### [Attività da svolgere]
1. Puoi citare dall'articolo sulle primarie il passo che va da "Roma - Il bue" a "di Umberto Bossi."?
2. Come si traduce in inglese questa frase dell'articolo sulle primarie: "Beppe Grillo definisce farlocche le primarie del Pd ma nel frattempo organizza (copiando dal Pd) una consultazione dall'esito scontato per lanciare Luigi Di Maio."?
3. Sapresti riassumere in due frasi l'articolo sulle primarie?

Renzi e Salvini hanno sconfitto candidati «minori». Ora tocca a Di Maio

Un nome forte e percentuali bulgare: primarie M5s copiate (male) da Pd e Lega

Roma - Il bue che dice cornuto all'asino. Non importa chi tra Pd e M5s sia il bue o l'asino ma assistere allo scambio di accuse sulle primarie farsa è paradossale. Beppe Grillo definisce farlocche le primarie del Pd ma nel frattempo organizza (copiando dal Pd) una consultazione dall'esito scontato per lanciare Luigi Di Maio. E nella saga del paradosso c'è posto anche per la Lega Nord che ironizza sul voto grillino ma non più tardi di cinque mesi fa (maggio 2017) ha promosso una conta interna tra i militanti per confermare la leadership di Matteo Salvini, messa in discussione dall'ala di Umberto Bossi.

### [Dati forniti]
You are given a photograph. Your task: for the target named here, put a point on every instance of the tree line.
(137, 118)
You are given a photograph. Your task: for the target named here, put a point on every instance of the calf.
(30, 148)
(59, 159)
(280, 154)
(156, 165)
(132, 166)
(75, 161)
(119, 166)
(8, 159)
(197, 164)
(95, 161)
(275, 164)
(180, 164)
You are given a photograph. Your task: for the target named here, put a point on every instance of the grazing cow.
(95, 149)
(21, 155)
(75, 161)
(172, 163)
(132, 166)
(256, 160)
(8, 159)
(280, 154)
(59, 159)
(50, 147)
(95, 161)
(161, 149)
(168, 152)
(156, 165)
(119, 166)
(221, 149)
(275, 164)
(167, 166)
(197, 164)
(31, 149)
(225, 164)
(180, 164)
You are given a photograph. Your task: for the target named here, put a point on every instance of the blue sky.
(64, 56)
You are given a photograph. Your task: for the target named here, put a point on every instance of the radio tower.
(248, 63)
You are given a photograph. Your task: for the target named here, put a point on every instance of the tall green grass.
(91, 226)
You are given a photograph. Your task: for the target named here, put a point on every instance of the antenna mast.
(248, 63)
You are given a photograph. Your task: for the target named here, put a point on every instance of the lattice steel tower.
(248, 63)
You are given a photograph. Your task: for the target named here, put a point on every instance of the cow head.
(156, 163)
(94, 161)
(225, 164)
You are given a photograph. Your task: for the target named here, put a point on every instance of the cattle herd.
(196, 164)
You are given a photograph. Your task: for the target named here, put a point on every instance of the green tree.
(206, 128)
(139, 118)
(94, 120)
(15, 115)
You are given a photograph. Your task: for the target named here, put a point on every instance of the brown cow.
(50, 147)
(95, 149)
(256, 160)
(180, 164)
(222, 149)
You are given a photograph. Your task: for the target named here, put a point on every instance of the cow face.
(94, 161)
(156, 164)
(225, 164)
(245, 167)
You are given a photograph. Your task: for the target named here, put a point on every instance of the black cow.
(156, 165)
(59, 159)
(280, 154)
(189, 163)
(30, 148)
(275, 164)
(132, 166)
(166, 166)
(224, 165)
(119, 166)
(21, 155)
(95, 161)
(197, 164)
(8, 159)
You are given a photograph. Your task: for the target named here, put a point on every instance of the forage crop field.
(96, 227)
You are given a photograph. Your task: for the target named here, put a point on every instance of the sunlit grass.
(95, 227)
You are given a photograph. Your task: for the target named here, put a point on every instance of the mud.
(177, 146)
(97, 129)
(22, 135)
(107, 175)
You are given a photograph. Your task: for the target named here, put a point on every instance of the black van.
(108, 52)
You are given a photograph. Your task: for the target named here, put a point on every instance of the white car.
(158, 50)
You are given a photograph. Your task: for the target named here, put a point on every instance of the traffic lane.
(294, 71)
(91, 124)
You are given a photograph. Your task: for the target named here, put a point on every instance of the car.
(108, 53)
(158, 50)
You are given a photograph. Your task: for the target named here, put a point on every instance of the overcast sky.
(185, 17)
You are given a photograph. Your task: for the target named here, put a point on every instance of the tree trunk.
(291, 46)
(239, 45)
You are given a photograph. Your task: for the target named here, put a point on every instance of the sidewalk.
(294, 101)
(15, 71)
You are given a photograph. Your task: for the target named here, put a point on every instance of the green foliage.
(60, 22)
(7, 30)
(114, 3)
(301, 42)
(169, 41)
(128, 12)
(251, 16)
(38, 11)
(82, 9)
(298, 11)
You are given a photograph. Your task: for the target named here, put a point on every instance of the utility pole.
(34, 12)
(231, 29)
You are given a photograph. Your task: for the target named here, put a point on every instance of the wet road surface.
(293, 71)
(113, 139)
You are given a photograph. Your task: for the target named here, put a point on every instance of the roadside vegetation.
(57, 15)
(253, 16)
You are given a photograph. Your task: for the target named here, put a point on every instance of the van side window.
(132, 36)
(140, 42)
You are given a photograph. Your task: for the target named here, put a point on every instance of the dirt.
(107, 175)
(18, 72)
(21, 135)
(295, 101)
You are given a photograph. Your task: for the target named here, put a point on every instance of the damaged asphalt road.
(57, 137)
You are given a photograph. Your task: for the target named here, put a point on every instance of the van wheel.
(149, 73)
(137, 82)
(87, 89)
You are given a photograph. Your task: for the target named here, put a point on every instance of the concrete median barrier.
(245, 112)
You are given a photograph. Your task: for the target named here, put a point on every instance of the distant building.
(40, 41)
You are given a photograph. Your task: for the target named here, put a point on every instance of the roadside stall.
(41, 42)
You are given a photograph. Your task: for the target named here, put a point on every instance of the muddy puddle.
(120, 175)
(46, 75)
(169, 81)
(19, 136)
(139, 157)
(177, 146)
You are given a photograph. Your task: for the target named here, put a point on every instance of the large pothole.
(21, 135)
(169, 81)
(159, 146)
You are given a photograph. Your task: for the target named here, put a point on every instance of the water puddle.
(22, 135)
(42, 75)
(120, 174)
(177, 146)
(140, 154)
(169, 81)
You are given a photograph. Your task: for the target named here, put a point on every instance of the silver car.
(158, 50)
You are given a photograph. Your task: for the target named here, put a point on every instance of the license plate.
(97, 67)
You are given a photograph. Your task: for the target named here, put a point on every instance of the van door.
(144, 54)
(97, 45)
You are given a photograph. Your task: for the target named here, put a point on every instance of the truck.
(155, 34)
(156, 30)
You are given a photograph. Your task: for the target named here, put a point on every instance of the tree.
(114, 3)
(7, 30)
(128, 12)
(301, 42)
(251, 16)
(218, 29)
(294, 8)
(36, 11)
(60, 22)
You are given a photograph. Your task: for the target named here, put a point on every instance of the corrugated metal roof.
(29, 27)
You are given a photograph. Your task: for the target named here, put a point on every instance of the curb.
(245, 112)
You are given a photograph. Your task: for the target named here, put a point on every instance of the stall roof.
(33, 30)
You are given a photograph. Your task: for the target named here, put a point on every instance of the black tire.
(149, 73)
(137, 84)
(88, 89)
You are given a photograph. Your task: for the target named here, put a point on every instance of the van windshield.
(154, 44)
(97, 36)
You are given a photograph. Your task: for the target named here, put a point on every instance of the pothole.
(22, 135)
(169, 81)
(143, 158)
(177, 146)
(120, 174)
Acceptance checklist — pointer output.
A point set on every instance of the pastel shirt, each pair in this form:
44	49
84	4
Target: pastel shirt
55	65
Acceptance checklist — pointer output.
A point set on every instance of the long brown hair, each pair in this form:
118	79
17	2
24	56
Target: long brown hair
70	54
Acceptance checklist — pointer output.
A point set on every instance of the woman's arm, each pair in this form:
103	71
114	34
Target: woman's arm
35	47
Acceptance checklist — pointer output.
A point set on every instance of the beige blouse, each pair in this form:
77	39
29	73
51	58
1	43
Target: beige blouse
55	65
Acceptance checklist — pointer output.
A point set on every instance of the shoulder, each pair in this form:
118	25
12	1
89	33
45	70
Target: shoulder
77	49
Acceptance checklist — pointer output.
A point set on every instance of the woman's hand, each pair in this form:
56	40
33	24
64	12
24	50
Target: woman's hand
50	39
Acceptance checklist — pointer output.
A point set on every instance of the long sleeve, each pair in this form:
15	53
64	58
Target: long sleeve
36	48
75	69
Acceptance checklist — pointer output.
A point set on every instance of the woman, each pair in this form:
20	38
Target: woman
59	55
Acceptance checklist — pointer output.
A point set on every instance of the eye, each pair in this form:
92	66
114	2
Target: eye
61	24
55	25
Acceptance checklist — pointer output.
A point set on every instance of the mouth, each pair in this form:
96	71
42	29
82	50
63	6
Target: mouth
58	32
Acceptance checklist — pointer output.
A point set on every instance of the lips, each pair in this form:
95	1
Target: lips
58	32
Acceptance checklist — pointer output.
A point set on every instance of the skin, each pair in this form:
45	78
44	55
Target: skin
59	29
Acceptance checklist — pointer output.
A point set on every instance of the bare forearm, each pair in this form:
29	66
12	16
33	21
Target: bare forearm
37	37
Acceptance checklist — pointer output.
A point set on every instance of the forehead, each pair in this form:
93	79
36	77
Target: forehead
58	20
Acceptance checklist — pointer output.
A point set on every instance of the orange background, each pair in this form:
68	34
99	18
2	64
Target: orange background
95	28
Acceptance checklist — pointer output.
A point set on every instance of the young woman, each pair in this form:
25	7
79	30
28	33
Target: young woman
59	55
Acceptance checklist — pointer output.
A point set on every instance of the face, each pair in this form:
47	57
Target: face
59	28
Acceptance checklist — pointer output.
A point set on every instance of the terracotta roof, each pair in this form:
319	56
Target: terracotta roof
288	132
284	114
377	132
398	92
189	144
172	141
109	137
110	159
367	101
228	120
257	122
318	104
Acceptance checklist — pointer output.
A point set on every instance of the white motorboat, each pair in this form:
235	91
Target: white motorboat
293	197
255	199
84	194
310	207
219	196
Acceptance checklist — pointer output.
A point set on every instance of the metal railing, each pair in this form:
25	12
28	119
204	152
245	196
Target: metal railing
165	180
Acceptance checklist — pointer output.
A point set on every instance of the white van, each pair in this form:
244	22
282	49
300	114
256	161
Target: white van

### [Soluzioni degli esercizi]
1.
Roma - Il bue che dice cornuto all'asino. Non importa chi tra Pd e M5s sia il bue o l'asino ma assistere allo scambio di accuse sulle primarie farsa è paradossale. Beppe Grillo definisce farlocche le primarie del Pd ma nel frattempo organizza (copiando dal Pd) una consultazione dall'esito scontato per lanciare Luigi Di Maio. E nella saga del paradosso c'è posto anche per la Lega Nord che ironizza sul voto grillino ma non più tardi di cinque mesi fa (maggio 2017) ha promosso una conta interna tra i militanti per confermare la leadership di Matteo Salvini, messa in discussione dall'ala di Umberto Bossi.

2. Beppe Grillo calls the Pd's primaries bogus, but meanwhile he is organizing (copying from the Pd) a vote with a foregone outcome to launch Luigi Di Maio.

3. Lo scambio di accuse tra Pd e M5s sulle primarie farsa è paradossale: Beppe Grillo definisce farlocche le primarie del Pd, ma intanto organizza, copiando dal Pd, una consultazione dall'esito scontato per lanciare Luigi Di Maio. Anche la Lega Nord ironizza sul voto grillino, pur avendo promosso nel maggio 2017 una conta interna tra i militanti per confermare la leadership di Matteo Salvini, messa in discussione dall'ala di Umberto Bossi.